*PROBLEM DESCRIPTION:* Reproduce word for word the portion of the lipid nanoparticle passage from "In some embodiments, the" up to and including "other local routes.".

*EXERCISE TEXT:*
In some embodiments, the lipid nanoparticle of the disclosure is part of a pharmaceutical composition and is administered to treat and/or prevent a disease condition. The treatment may provide a prophylactic (preventive), ameliorative or a therapeutic benefit. The pharmaceutical composition will be administered at any suitable dosage. In one embodiment, the pharmaceutical compositions is administered parentally, i.e., intra-arterially, intravenously, subcutaneously or intramuscularly. In yet a further embodiment, the pharmaceutical compositions are for intra-tumoral or in-utero administration. In another embodiment, the pharmaceutical compositions are administered intranasally, intravitreally, subretinally, intrathecally or via other local routes.

*STUDY MATERIAL:*
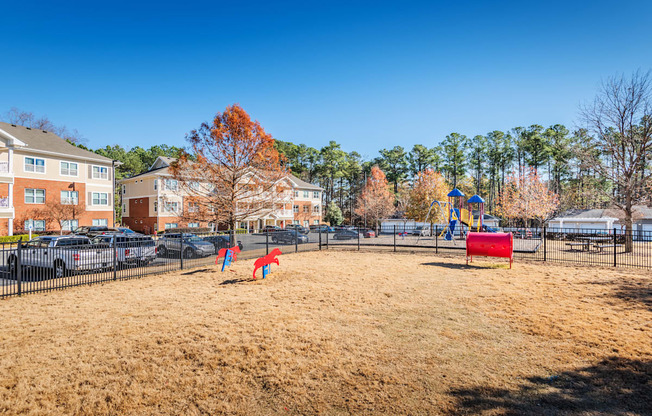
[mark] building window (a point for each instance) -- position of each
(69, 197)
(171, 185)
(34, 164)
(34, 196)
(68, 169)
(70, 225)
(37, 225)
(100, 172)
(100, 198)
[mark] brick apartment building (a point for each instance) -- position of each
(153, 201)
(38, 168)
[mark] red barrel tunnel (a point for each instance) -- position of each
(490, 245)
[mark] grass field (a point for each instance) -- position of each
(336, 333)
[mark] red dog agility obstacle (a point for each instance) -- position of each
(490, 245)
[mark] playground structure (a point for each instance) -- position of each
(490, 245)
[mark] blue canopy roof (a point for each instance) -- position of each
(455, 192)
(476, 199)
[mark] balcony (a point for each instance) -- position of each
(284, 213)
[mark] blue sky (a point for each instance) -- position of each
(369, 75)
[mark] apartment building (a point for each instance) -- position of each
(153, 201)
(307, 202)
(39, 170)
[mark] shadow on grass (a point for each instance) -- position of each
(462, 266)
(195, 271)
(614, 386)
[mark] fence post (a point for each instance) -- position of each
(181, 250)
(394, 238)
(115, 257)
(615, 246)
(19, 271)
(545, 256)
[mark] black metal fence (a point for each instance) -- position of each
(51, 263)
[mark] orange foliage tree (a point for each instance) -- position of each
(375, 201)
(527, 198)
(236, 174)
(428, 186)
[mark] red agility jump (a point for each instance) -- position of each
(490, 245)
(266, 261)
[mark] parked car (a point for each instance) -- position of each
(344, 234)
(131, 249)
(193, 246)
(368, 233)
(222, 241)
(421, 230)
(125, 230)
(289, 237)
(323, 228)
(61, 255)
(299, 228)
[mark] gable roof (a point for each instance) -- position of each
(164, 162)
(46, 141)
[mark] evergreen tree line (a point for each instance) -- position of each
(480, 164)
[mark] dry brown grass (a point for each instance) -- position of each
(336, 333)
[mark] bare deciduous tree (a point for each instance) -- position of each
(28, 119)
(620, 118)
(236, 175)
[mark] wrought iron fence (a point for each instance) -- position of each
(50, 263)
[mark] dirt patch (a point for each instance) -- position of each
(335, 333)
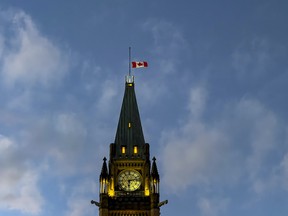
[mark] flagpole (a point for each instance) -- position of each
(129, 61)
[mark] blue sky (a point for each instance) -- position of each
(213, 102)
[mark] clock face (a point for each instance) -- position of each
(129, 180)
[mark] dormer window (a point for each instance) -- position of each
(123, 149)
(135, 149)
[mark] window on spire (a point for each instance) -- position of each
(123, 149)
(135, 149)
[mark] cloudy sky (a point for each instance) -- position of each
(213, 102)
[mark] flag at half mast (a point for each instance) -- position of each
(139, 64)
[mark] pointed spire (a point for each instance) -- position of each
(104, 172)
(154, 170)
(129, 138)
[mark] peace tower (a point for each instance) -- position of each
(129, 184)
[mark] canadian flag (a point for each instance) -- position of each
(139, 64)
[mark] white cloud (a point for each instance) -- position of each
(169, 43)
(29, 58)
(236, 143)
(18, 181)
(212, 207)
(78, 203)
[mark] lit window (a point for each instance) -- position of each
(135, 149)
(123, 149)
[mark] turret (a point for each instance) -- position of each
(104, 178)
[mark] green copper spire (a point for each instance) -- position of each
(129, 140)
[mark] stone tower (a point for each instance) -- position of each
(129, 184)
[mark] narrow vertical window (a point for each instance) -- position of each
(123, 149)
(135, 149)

* * *

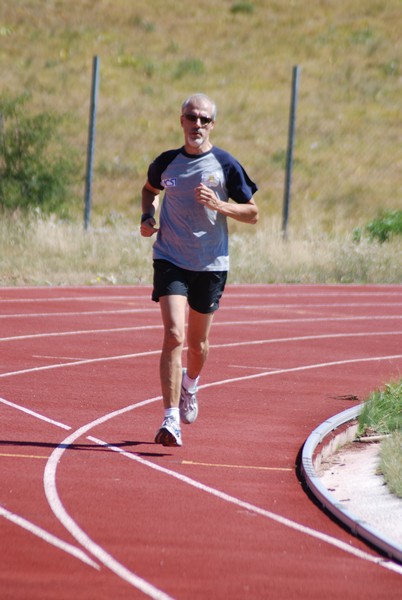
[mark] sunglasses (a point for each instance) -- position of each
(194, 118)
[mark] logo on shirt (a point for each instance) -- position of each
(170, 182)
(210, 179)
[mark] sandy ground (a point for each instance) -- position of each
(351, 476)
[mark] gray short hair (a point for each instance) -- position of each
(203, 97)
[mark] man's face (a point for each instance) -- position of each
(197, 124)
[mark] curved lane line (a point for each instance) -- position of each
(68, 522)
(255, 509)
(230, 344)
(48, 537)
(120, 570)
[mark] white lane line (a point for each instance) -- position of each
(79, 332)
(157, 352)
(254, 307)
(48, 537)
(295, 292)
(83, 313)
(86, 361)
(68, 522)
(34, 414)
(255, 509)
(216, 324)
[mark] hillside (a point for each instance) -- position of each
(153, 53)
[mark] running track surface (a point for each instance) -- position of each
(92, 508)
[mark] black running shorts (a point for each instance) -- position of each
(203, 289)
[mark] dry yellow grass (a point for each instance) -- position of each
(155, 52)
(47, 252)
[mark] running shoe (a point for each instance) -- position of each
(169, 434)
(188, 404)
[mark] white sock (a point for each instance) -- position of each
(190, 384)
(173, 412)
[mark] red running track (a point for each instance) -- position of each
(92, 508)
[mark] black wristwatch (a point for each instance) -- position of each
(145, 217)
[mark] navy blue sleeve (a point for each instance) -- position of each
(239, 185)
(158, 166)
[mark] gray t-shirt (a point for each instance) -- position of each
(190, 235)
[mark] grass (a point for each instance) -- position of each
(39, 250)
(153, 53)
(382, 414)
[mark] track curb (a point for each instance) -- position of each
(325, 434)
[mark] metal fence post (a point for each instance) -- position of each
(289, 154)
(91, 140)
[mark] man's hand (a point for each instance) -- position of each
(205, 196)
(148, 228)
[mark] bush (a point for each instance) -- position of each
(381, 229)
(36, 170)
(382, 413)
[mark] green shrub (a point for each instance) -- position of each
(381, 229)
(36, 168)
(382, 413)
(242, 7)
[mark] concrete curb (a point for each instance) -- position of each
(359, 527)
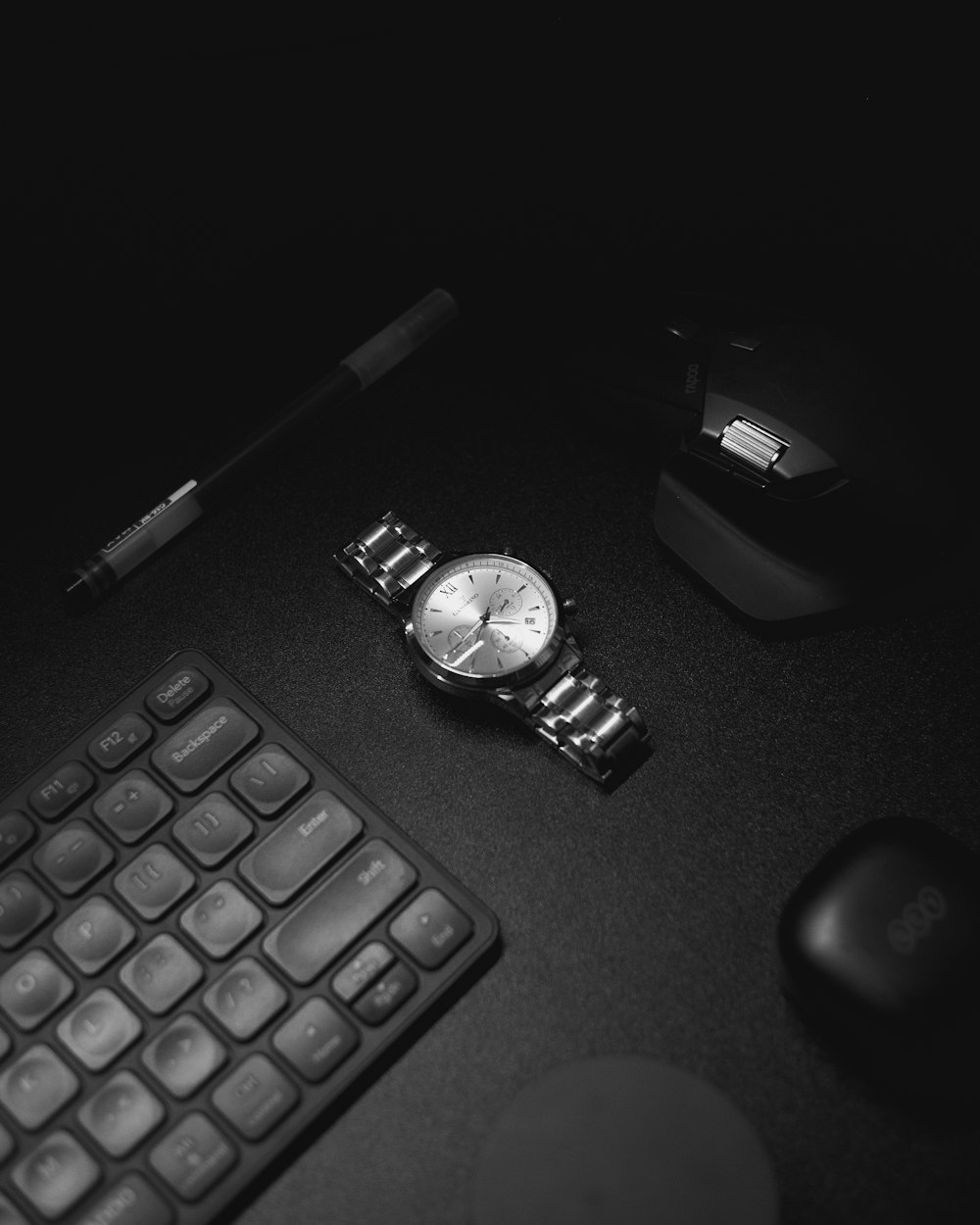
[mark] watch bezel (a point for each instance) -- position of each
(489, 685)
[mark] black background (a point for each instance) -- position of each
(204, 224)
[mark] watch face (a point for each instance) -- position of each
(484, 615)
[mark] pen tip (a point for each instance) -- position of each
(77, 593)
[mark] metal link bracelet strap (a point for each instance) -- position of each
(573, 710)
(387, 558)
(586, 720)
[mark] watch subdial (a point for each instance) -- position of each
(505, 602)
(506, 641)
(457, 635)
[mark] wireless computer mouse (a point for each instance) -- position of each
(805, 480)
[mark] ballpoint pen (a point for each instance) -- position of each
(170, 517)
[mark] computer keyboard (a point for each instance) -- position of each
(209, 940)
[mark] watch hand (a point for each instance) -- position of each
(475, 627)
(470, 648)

*TASK OUTPUT:*
In some embodiments, the lipid nanoparticle of the disclosure is part of a pharmaceutical composition and is administered to treat and/or prevent a disease condition. The treatment may provide a prophylactic (preventive), ameliorative or a therapeutic benefit. The pharmaceutical composition will be administered at any suitable dosage. In one embodiment, the pharmaceutical compositions is administered parentally, i.e., intra-arterially, intravenously, subcutaneously or intramuscularly. In yet a further embodiment, the pharmaceutical compositions are for intra-tumoral or in-utero administration. In another embodiment, the pharmaceutical compositions are administered intranasally, intravitreally, subretinally, intrathecally or via other local routes.